→ FOLGENDES BEARBEITEN
**1.** Wie lange ist die schreibende Person laut dem Text zum iPad Pro bereits vorwiegend mit dem Gerät unterwegs?
**2.** Schreib den Abschnitt aus dem Text zum iPad Pro neu, der mit den Worten „5 Monate später: Ungeordnete“ einsetzt und nach „ja, Punkteliste aufführen.“ endet. Tausche dabei „Computerupgrade“ gegen „Rechnerupgrade“ aus.

→ ANGEZEIGTER TEXT
· · · · ·

5 Monate später: Ungeordnete Gedanken zum iPad Pro

Seit bald einem halben Jahr bin ich sowohl beruflich als auch privat vorwiegend auf dem iPad Pro unterwegs. Zeit für ein Zwischenfazit in ungeordneten Punkten.

Wie im Dezember beschrieben habe ich mich 2017 statt für ein reguläres Computerupgrade für den Kauf eines iPad Pros entschieden. Seither ist viel Wasser die Thur runtergeflossen (der Thurgau würde wahrscheinlich angesichts der ganzen Flutwarnungen gar von zu viel Wasser sprechen) und ich habe einen besseren Durchblick: Was geht, was geht nicht mit dem iPad? Wie setze ich es tatsächlich ein, was tue ich entgegen der Werbung nicht? Wo hakt es, was habe ich gelernt? Diese Punkte möchte ich in einer, nun ja, Punkteliste aufführen.

  • Wie bei jedem Plattformwechsel muss man sich als iPad-Pro-Nutzer so vollständig wie möglich auf die Philosophie des neuen Betriebssystems einlassen, damit es einigermaßen funktioniert. Ein iPad ist kein MacBook, aber auch kein Chromebook oder Android-Tablet.
  • Fürs iPad heißt das: iCloud wo immer möglich, zur Not andere Clouddienste, aber das Denken in Dateistrukturen analog der Arbeit am PC wird Sie in den Wahnsinn treiben.

· · · · ·

→ BEREITGESTELLTE DATEN
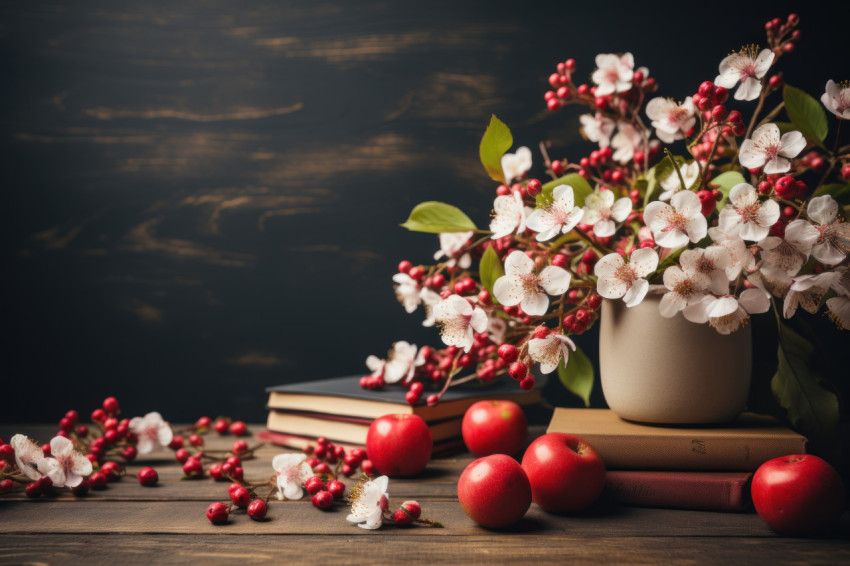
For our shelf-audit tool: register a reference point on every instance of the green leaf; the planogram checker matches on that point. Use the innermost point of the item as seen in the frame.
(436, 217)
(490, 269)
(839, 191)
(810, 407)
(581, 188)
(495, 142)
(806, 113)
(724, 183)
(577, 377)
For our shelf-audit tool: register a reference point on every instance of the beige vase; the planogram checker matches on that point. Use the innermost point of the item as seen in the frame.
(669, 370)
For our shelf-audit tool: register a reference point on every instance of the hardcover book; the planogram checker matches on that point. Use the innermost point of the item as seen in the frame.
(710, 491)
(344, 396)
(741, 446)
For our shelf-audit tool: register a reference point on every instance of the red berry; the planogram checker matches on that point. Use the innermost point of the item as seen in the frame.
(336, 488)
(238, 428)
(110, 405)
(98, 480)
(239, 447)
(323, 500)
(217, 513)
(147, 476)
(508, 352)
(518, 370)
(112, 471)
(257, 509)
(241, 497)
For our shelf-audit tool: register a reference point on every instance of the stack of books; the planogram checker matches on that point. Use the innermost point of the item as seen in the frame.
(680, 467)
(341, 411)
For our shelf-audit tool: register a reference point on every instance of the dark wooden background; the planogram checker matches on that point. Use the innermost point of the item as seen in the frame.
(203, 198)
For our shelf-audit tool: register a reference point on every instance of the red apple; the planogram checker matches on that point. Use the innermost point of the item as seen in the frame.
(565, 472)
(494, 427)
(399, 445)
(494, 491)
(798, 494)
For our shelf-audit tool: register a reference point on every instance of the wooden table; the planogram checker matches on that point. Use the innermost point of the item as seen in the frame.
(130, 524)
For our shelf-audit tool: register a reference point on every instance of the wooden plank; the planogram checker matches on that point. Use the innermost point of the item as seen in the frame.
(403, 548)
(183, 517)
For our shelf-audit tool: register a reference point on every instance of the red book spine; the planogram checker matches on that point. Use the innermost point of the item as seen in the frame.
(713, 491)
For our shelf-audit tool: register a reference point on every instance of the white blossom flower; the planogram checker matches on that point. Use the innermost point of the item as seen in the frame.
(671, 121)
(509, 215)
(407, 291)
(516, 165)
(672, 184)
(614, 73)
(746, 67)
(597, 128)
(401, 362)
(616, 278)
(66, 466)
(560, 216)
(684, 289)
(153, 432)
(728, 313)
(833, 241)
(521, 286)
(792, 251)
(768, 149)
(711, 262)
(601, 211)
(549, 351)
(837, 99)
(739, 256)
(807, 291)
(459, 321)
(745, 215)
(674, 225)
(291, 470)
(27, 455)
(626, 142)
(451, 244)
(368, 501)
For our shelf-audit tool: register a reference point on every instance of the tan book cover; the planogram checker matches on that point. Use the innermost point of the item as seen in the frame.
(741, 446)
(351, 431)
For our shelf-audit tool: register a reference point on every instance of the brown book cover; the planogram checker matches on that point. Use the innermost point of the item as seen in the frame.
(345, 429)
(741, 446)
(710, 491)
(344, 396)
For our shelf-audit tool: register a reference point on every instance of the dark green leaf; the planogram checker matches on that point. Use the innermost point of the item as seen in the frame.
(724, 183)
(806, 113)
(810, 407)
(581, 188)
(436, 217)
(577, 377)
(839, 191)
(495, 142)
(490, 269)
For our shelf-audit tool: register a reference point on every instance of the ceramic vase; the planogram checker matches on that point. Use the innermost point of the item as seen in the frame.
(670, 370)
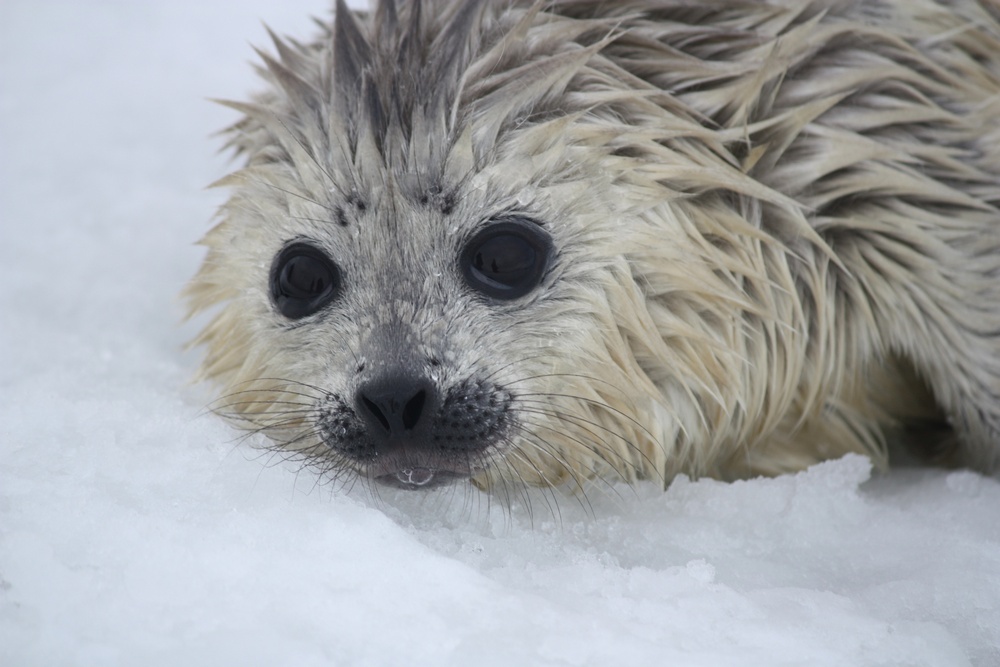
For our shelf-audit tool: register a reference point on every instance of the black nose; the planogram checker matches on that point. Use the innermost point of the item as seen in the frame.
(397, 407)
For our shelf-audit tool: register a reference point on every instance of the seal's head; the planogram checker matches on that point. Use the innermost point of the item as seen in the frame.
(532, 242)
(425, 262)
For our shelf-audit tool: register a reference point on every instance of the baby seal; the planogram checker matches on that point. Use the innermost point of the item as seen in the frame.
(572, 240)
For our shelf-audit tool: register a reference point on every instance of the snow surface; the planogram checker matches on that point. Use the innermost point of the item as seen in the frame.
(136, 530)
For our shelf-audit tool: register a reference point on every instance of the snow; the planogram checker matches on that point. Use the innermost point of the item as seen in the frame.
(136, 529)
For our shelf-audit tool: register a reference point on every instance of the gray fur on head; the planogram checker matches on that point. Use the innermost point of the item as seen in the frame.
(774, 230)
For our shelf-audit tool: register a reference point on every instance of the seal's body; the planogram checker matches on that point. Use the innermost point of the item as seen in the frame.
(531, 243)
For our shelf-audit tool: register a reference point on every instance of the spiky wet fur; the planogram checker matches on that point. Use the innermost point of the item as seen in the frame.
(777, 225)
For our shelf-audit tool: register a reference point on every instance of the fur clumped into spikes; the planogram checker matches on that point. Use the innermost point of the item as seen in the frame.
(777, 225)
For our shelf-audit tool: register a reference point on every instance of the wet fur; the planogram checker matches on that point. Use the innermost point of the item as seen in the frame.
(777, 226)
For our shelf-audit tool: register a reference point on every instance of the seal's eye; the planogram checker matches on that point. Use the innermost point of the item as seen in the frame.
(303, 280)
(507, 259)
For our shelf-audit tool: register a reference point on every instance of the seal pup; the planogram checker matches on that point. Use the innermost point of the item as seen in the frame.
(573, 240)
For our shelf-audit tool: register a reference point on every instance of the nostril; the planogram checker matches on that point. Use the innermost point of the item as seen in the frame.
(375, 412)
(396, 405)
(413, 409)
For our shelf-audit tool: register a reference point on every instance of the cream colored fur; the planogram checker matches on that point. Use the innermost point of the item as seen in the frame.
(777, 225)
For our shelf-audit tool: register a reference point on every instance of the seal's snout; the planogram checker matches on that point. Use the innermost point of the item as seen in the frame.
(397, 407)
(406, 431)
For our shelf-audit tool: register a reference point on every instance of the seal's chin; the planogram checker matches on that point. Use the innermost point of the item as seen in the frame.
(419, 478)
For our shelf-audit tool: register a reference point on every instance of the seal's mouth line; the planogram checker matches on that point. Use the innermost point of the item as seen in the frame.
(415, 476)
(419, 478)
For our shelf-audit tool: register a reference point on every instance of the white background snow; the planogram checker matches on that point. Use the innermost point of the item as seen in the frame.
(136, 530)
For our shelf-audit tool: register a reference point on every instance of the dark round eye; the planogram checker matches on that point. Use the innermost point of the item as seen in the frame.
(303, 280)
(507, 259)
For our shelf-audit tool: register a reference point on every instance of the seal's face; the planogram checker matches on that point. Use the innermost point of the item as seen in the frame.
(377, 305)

· · · · ·

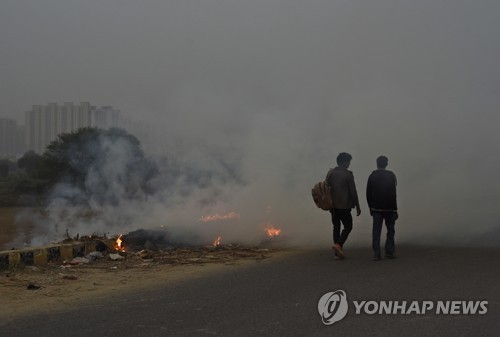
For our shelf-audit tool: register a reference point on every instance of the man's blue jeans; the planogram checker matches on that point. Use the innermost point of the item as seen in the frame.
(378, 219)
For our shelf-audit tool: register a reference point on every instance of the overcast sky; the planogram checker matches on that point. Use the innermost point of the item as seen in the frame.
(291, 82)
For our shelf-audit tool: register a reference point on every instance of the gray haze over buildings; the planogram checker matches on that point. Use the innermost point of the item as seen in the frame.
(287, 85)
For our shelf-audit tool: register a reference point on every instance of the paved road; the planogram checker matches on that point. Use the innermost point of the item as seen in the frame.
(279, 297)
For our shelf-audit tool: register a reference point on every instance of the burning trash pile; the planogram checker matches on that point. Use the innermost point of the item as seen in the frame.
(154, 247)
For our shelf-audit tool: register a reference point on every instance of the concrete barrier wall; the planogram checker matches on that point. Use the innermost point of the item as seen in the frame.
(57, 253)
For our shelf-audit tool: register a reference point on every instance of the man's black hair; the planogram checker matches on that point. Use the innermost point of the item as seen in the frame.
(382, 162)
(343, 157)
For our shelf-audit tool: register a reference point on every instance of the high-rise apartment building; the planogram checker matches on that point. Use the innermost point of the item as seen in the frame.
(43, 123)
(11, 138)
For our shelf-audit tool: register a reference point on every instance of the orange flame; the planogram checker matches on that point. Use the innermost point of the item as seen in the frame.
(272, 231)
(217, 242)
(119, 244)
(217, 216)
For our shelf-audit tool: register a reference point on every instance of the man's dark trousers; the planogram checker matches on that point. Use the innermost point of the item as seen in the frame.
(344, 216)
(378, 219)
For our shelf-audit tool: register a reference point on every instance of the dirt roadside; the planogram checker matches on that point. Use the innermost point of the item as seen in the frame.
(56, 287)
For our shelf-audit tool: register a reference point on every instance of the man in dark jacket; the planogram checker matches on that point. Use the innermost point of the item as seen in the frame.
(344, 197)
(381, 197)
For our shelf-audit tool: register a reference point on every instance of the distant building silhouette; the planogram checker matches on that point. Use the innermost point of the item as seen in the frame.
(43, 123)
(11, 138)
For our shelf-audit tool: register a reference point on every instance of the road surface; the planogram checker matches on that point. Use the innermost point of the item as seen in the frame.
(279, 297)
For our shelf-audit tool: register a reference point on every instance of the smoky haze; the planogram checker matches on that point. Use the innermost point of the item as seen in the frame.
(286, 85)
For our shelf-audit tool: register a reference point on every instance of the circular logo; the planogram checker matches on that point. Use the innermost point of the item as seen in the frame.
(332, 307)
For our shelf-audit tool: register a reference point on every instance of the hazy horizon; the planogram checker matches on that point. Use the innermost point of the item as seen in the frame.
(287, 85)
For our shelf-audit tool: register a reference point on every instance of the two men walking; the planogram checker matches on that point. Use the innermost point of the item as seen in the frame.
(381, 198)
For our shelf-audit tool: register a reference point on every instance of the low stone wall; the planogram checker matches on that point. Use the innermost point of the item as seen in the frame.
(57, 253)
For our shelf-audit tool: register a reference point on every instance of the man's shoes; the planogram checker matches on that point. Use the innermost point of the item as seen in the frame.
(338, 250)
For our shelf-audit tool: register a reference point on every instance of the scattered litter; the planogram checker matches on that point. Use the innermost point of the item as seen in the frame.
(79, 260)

· · · · ·

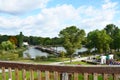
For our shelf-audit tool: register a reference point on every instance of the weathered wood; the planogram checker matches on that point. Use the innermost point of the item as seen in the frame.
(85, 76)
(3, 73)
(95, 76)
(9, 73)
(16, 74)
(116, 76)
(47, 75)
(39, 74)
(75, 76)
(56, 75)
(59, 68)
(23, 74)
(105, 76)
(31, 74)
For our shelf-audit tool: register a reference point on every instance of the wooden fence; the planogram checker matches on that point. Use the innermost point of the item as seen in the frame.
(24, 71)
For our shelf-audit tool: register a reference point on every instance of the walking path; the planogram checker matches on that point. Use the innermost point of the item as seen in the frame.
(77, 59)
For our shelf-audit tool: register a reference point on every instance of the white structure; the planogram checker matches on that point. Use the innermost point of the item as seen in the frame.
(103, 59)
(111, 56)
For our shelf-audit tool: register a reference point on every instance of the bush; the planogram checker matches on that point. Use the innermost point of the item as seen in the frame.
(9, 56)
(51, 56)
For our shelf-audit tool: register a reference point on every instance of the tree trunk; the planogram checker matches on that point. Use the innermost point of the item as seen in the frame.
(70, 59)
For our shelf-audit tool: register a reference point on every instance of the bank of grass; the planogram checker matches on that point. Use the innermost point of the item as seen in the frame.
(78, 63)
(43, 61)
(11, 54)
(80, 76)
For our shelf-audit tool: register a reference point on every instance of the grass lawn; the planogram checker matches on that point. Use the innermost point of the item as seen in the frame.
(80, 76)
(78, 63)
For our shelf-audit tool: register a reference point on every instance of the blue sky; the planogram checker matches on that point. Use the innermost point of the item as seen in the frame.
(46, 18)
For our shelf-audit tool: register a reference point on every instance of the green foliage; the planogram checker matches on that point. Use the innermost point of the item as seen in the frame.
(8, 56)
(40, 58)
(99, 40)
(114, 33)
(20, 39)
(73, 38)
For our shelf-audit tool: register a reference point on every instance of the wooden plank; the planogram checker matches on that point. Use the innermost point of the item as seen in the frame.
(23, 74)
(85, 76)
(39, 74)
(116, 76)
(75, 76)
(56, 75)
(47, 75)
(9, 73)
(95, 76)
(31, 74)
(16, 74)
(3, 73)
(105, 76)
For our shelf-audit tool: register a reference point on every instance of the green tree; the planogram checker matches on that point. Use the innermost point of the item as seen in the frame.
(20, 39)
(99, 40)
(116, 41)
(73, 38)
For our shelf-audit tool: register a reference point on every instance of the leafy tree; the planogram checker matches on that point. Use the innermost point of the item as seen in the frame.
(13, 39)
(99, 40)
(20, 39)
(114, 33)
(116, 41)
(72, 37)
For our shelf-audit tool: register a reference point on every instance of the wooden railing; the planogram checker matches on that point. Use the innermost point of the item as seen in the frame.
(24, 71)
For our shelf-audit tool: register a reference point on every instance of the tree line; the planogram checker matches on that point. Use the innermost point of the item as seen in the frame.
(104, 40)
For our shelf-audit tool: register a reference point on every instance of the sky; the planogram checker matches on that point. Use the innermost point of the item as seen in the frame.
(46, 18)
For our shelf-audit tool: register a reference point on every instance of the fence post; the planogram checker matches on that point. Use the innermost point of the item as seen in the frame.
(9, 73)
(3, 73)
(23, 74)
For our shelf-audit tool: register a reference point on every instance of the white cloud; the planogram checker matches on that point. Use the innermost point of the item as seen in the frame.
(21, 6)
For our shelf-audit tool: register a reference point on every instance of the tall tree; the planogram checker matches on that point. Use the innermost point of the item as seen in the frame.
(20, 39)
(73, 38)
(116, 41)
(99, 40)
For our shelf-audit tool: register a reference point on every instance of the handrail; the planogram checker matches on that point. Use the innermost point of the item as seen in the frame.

· · · · ·

→ ANTWORTEN JE AUFGABE
**1.** Seit bald einem halben Jahr.

**2.**
5 Monate später: Ungeordnete Gedanken zum iPad Pro

Seit bald einem halben Jahr bin ich sowohl beruflich als auch privat vorwiegend auf dem iPad Pro unterwegs. Zeit für ein Zwischenfazit in ungeordneten Punkten.

Wie im Dezember beschrieben habe ich mich 2017 statt für ein reguläres Rechnerupgrade für den Kauf eines iPad Pros entschieden. Seither ist viel Wasser die Thur runtergeflossen (der Thurgau würde wahrscheinlich angesichts der ganzen Flutwarnungen gar von zu viel Wasser sprechen) und ich habe einen besseren Durchblick: Was geht, was geht nicht mit dem iPad? Wie setze ich es tatsächlich ein, was tue ich entgegen der Werbung nicht? Wo hakt es, was habe ich gelernt? Diese Punkte möchte ich in einer, nun ja, Punkteliste aufführen.